Write each entry out again exactly, with nothing omitted.

Data items
____________________
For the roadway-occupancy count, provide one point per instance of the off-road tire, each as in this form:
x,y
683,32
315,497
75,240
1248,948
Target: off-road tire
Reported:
____________________
**TASK ANSWER**.
For the roadway-occupancy count, provide one point per instance of the off-road tire, each as in this form:
x,y
683,32
315,497
75,240
1248,948
Target: off-road tire
Reported:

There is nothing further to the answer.